• What is needed: Starting at the line that contains "Spot the multi-lane" and continuing through the last line of the entries, put each line into a JSON list as its own string, skipping blank lines and omitting the pictures.

• Records for the exercise:
+ + +
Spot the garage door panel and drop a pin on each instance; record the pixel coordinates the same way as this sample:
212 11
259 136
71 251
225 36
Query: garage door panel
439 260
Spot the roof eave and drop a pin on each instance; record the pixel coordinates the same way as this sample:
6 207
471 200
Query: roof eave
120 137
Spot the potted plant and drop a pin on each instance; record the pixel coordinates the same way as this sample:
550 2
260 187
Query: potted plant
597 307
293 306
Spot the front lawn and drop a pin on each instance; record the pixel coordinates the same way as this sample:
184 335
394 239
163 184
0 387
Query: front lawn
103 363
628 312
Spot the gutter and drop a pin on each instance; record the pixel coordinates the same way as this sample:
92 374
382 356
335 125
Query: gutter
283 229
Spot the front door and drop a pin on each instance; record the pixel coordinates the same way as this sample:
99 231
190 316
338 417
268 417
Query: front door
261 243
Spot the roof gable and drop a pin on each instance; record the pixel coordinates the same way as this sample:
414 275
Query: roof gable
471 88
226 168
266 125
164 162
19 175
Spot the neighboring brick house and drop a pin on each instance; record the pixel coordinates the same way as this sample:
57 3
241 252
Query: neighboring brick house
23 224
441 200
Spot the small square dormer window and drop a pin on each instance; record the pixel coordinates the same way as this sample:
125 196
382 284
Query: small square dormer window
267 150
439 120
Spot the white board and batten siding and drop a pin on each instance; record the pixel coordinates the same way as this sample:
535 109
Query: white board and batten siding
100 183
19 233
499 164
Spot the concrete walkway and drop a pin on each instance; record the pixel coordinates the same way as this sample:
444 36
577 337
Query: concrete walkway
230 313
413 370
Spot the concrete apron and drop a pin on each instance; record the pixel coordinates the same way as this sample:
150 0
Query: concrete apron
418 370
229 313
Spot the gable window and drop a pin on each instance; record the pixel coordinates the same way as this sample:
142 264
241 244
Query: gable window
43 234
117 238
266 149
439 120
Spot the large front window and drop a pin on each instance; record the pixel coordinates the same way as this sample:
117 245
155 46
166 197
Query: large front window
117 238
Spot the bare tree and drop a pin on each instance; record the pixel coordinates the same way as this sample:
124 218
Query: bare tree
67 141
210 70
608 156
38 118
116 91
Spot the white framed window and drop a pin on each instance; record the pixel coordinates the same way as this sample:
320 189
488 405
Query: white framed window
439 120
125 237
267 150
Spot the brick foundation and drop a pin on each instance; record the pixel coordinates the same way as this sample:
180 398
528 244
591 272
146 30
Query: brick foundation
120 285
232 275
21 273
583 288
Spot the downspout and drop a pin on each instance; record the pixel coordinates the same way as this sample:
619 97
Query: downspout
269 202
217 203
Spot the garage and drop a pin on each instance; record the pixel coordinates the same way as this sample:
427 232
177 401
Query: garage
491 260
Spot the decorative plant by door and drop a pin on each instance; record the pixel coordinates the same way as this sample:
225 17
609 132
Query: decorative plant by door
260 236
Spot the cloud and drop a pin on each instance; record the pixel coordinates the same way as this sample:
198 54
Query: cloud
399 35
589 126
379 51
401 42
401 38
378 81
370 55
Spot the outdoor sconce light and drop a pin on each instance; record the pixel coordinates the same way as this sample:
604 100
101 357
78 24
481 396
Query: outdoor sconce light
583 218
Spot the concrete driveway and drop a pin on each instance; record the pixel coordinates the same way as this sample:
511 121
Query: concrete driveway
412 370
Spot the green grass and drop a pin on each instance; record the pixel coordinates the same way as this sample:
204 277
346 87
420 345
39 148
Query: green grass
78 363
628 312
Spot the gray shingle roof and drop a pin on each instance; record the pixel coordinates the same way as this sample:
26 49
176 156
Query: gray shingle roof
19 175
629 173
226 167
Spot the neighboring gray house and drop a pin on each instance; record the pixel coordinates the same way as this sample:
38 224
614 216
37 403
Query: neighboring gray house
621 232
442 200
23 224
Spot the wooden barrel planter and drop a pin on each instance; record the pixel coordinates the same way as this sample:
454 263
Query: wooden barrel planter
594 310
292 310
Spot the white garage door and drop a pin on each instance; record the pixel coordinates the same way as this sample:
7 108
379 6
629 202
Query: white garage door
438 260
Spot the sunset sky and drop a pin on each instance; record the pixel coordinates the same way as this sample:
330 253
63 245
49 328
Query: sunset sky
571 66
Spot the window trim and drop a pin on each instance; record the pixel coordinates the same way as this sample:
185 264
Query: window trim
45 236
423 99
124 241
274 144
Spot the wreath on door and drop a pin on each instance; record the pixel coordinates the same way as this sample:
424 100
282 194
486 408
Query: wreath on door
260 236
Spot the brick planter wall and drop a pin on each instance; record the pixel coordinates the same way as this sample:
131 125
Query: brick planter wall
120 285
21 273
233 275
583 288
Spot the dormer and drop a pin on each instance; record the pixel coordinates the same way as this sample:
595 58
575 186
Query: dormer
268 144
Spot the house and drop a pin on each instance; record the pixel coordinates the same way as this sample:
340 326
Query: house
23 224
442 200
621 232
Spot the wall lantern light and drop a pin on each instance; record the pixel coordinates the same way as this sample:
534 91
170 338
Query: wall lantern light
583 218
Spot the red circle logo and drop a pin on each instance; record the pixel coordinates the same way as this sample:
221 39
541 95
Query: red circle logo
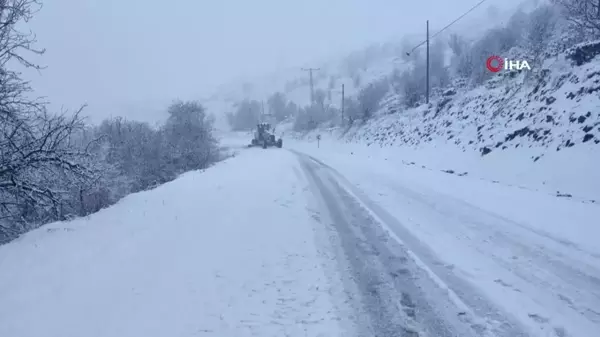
497 60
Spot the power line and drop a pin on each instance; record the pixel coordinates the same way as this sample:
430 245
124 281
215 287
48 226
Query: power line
448 25
312 87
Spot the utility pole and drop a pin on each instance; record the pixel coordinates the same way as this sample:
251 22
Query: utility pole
343 103
312 87
427 92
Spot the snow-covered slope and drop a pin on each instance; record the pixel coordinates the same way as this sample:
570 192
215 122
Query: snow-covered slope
540 132
355 70
194 257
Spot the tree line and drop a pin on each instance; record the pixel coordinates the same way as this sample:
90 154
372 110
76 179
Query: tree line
55 166
455 61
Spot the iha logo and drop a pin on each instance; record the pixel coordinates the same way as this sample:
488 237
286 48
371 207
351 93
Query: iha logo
496 63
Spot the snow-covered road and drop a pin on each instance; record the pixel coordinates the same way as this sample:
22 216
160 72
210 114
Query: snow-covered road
308 242
512 256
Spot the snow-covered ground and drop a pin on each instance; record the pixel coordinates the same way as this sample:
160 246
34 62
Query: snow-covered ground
231 251
311 241
534 254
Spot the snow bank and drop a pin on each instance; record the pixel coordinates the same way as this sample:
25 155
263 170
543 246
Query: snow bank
225 252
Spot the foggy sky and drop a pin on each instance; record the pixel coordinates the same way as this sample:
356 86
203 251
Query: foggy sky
134 56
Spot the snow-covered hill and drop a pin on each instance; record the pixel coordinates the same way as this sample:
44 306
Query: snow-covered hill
540 132
355 70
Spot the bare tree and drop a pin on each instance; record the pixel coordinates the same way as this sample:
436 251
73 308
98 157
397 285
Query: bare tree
38 157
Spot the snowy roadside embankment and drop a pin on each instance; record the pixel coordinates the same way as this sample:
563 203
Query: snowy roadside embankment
226 252
534 254
539 131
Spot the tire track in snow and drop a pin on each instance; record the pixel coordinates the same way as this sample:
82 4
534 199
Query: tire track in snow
393 291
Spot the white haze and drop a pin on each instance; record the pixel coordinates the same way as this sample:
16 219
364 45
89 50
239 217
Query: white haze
131 57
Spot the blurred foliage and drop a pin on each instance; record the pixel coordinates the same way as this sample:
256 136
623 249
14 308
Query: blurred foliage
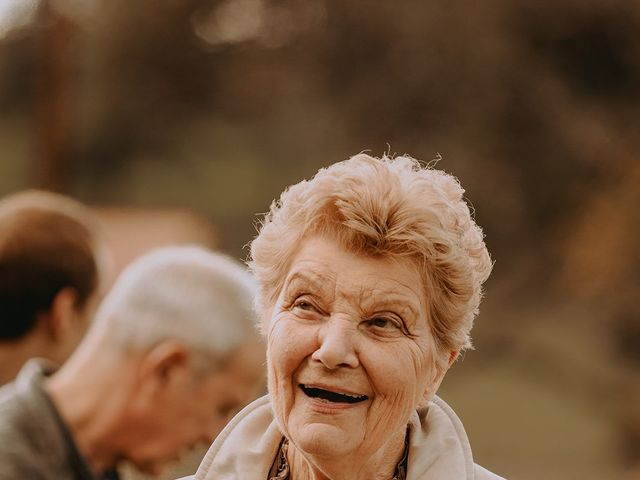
218 105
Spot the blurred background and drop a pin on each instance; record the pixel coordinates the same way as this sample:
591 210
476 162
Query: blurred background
180 120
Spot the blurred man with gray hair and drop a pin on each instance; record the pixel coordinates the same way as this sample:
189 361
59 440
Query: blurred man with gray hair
173 352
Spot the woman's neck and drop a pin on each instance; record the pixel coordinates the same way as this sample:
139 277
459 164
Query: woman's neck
355 466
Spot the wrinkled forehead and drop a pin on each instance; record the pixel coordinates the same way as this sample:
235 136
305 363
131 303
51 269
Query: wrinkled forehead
325 268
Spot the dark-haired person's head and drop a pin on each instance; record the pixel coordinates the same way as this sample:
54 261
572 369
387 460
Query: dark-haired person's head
51 260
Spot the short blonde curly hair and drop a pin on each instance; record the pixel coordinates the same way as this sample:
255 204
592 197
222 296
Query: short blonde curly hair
384 207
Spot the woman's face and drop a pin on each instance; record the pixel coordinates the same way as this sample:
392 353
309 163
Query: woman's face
350 353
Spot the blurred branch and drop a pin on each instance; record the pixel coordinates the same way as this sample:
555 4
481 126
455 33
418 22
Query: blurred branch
53 143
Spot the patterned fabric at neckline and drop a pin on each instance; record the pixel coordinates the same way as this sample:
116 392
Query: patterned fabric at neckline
280 468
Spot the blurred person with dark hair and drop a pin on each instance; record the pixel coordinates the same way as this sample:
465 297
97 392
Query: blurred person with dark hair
173 352
52 263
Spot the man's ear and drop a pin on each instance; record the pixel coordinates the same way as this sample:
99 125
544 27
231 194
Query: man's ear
440 368
163 363
62 314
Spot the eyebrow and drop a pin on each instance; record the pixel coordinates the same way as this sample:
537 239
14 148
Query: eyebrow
306 278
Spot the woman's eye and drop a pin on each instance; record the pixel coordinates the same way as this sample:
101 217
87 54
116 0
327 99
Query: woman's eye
304 305
381 322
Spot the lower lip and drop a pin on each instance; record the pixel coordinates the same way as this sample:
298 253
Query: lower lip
323 406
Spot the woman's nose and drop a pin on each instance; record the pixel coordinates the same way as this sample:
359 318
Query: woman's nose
335 345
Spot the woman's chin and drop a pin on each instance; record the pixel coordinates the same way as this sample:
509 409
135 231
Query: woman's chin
322 439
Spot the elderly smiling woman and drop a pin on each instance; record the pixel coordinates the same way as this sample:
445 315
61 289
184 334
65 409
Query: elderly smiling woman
370 278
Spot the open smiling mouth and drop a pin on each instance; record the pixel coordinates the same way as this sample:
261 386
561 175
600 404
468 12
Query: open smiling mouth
330 396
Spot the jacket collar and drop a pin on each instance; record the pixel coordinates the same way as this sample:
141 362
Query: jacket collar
245 449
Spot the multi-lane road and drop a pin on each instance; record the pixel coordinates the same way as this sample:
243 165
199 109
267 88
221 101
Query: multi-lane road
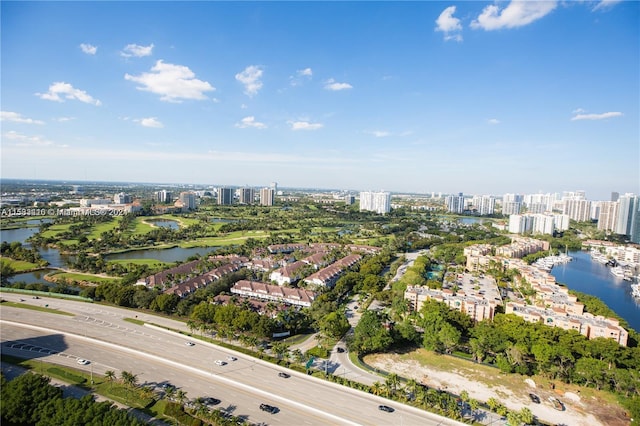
101 335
+ + +
• Correct result:
[
  "Spot the multi-lane road and drop a pin on each instance; record the pixel coordinates the same way as this sample:",
  "243 165",
  "199 109",
  "267 88",
  "221 101",
  "Query: multi-lane road",
  "101 335"
]